====== Data ======

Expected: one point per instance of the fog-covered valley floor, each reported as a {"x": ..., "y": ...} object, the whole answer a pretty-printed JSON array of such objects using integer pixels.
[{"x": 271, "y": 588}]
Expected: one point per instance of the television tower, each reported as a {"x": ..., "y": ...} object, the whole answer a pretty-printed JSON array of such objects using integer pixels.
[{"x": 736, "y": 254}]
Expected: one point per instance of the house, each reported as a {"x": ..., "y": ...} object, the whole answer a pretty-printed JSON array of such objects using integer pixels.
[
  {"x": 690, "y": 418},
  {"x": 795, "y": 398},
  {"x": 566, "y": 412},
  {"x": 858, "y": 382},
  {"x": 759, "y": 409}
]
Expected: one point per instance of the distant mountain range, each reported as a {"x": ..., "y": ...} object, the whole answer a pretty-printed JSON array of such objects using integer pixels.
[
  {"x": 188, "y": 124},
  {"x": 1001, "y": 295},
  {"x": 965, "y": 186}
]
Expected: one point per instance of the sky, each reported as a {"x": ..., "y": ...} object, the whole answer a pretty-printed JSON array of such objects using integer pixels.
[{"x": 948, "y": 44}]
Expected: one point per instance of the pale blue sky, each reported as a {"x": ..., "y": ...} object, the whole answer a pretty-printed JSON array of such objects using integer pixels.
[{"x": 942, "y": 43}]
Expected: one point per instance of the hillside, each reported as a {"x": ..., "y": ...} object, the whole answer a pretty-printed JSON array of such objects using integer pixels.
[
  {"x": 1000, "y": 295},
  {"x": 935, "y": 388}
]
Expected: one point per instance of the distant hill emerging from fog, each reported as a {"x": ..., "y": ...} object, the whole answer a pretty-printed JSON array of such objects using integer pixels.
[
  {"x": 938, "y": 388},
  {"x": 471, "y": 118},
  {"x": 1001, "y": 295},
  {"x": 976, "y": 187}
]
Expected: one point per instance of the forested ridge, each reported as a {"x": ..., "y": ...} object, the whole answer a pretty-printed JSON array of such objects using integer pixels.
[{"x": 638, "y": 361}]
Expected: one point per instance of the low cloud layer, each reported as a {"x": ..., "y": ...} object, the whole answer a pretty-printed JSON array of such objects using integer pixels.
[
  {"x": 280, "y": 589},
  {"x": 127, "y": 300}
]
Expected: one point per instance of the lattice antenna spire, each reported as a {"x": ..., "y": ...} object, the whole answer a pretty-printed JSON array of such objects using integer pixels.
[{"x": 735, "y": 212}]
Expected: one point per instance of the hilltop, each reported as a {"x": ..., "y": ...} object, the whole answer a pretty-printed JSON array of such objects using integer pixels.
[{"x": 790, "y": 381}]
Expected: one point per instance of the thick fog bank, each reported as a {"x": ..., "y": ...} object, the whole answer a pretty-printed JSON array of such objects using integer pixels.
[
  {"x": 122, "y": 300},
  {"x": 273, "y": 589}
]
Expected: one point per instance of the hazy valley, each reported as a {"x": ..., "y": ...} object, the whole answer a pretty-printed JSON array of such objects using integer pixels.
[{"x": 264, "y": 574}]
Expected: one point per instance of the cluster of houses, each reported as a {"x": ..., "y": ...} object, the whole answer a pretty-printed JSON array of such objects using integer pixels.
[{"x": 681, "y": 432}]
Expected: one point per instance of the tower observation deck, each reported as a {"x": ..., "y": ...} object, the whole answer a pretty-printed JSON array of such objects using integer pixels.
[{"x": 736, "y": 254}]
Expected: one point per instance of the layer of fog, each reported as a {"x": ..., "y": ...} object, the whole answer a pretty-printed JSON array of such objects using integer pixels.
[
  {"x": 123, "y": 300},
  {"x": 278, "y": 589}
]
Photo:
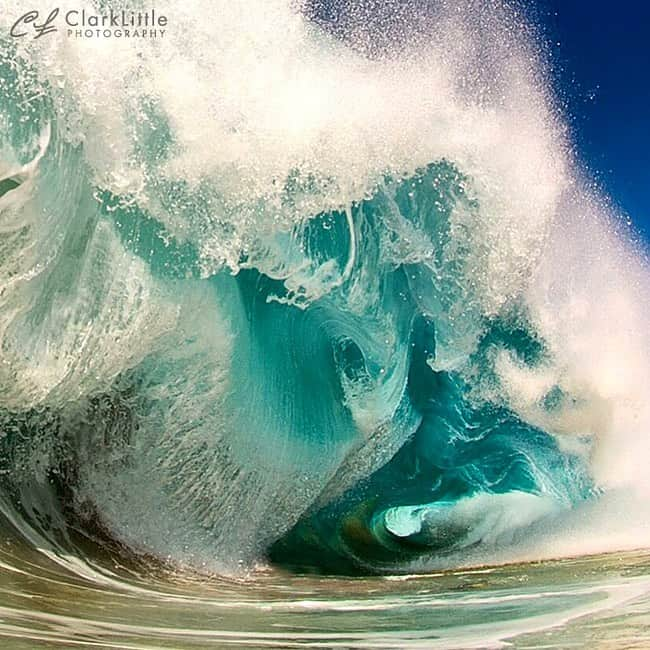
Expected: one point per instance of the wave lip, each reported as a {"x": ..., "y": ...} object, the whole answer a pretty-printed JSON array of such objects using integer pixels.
[{"x": 298, "y": 300}]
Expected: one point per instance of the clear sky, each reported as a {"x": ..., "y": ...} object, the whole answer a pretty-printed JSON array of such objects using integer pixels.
[{"x": 602, "y": 68}]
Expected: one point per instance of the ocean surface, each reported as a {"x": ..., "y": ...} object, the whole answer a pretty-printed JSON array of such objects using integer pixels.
[{"x": 313, "y": 333}]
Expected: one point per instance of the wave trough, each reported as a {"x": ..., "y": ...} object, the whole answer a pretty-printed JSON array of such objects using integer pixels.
[{"x": 278, "y": 292}]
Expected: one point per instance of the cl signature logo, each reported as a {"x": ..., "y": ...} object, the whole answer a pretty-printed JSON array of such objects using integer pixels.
[{"x": 39, "y": 29}]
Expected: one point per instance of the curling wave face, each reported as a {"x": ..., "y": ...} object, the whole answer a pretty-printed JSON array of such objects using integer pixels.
[{"x": 266, "y": 292}]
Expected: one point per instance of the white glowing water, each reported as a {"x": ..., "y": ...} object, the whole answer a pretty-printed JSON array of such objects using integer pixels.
[{"x": 254, "y": 94}]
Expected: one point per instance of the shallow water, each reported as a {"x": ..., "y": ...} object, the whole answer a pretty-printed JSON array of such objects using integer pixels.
[
  {"x": 316, "y": 293},
  {"x": 52, "y": 601}
]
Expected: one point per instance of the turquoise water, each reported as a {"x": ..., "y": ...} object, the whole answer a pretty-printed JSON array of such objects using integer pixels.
[{"x": 297, "y": 331}]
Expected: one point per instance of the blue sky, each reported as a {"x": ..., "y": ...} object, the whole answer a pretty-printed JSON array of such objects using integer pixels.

======

» Exercise description:
Exactly as written, print each entry, leaving all pictures out.

» Result for this task:
Expected: one point per instance of the fog-covered valley floor, each reported as a {"x": ..., "y": ...} object, the whole answer a pretty-printed JSON array of such objects using integer pixels.
[{"x": 271, "y": 588}]
Expected: one point per instance of the television tower, each reported as a {"x": ..., "y": ...} object, the whole answer a pretty-printed JSON array of such objects using integer pixels.
[{"x": 736, "y": 254}]
Expected: one point per instance of the house, each reported as a {"x": ..., "y": ...} object, the whole answer a pretty-printed JSON array of such objects using integer pixels.
[
  {"x": 690, "y": 418},
  {"x": 795, "y": 398},
  {"x": 566, "y": 412},
  {"x": 858, "y": 382},
  {"x": 759, "y": 409}
]
Expected: one point per instance of the distant mountain range, each reported as a {"x": ..., "y": ...} object, the whole answer a pretty-printed JSON array of such objects using integer pixels.
[
  {"x": 188, "y": 124},
  {"x": 1001, "y": 295},
  {"x": 965, "y": 186}
]
Expected: one point per instance of the sky, each reported as a {"x": ..., "y": ...} object, the whole answer a pretty-printed JSON array of such objects using integer pixels.
[{"x": 948, "y": 44}]
Expected: one point per instance of the pale blue sky, each reported as a {"x": ..., "y": ...} object, the whole answer a pretty-printed JSON array of such objects using integer pixels.
[{"x": 942, "y": 43}]
Expected: one point per instance of the hillside, each reported as a {"x": ..., "y": ...} object, the whole answer a pretty-printed JSON array of such objects using integer pixels.
[
  {"x": 1000, "y": 295},
  {"x": 935, "y": 388}
]
Expected: one point per instance of the distant hill emerging from fog, each reported as a {"x": ..., "y": ...} object, the whole answer a pretty-printed JSON array of such objects using integer pixels.
[
  {"x": 938, "y": 388},
  {"x": 471, "y": 118},
  {"x": 1001, "y": 295},
  {"x": 976, "y": 187}
]
Expected: one point per instance of the forested ridge, each reported as a {"x": ..., "y": ...} object, the whole answer a pretty-printed JSON array of such objects using integer pixels.
[{"x": 638, "y": 361}]
Expected: one point per instance of the low cloud layer, each reported as a {"x": ..., "y": ...} object, the whole answer a pretty-printed JSON array of such objects using integer pixels.
[
  {"x": 280, "y": 589},
  {"x": 127, "y": 300}
]
Expected: one point per instance of the lattice antenna spire, each reported as a {"x": ..., "y": ...} object, the whole answer a pretty-printed JSON array of such objects using integer pixels.
[{"x": 735, "y": 212}]
Expected: one point per instance of the hilltop, each reported as a {"x": ..., "y": ...} object, the whole answer a pretty-printed JSON array of such objects using integer pixels.
[{"x": 790, "y": 381}]
Expected: one point per instance of the thick fog bank, each reported as a {"x": ..., "y": ...} object, the whole answer a pretty-printed JSON array of such objects using integer pixels.
[
  {"x": 122, "y": 300},
  {"x": 273, "y": 589}
]
Expected: one point per instance of the hazy valley, each reported as a {"x": ..., "y": ...} object, the whole answer a pretty-printed JSON array of such objects using integer pixels.
[{"x": 264, "y": 574}]
Expected: one point per instance of the cluster of houses, each reported as a {"x": ..., "y": ...} object, the whole answer a pretty-printed JSON array of such objects using integer pixels.
[{"x": 681, "y": 432}]
Expected: one point per instance of the tower observation deck, each reported as a {"x": ..., "y": ...} object, the whole answer a pretty-printed JSON array of such objects using integer pixels.
[{"x": 736, "y": 254}]
Expected: one point per instance of the layer of fog, each reported as a {"x": ..., "y": ...} object, the whole answer a pretty-printed JSON array of such objects using integer pixels.
[
  {"x": 123, "y": 300},
  {"x": 278, "y": 589}
]
Photo:
Expected: one point per instance of the wave lip, each reported as a {"x": ..., "y": ...} object, the whole answer a pretty-printed JSON array of such objects using integer pixels.
[{"x": 298, "y": 300}]
Expected: one point per instance of the clear sky, each reported as a {"x": ..., "y": ...} object, the whole answer a pretty-printed JSON array of such objects using integer pixels.
[{"x": 602, "y": 68}]
Expected: one point per instance of the ocean surface, each reported as a {"x": ..., "y": ...} object, the whole answer a pretty-printed JSON array of such objects using integer pixels.
[{"x": 313, "y": 333}]
Expected: one point per instance of the wave trough, each reported as a {"x": ..., "y": ...} object, the whole answer a pretty-printed JSON array of such objects using integer pixels.
[{"x": 278, "y": 292}]
Expected: one point per instance of the cl signature logo, each reported as a {"x": ..., "y": ...} object, the whole answer a pretty-printed JSON array of such objects using integer pixels.
[{"x": 39, "y": 29}]
Expected: one point per instance of the curling wave face, each reported as a {"x": ..., "y": ...} object, the whole answer a pretty-printed JSON array of such objects using integer pixels.
[{"x": 266, "y": 292}]
Expected: one point per instance of the white glowing water, each reported as a {"x": ..., "y": ...} object, the whole answer a pretty-printed JSON array of such objects using integer pixels.
[{"x": 254, "y": 94}]
Expected: one point per instance of the shallow water, each reported as a {"x": ..., "y": ...} object, the whole answer a pretty-printed JSON array of such objects using integer pixels.
[
  {"x": 316, "y": 293},
  {"x": 52, "y": 601}
]
Expected: one point per instance of the turquoise water, each reported as a {"x": ..., "y": ...} object, the whole answer a pretty-printed JSON array of such objects using integer pixels.
[{"x": 297, "y": 331}]
Expected: one point per instance of the blue sky, each reported as a {"x": ..., "y": ...} object, the whole answer a pretty-printed JSON array of such objects using integer pixels.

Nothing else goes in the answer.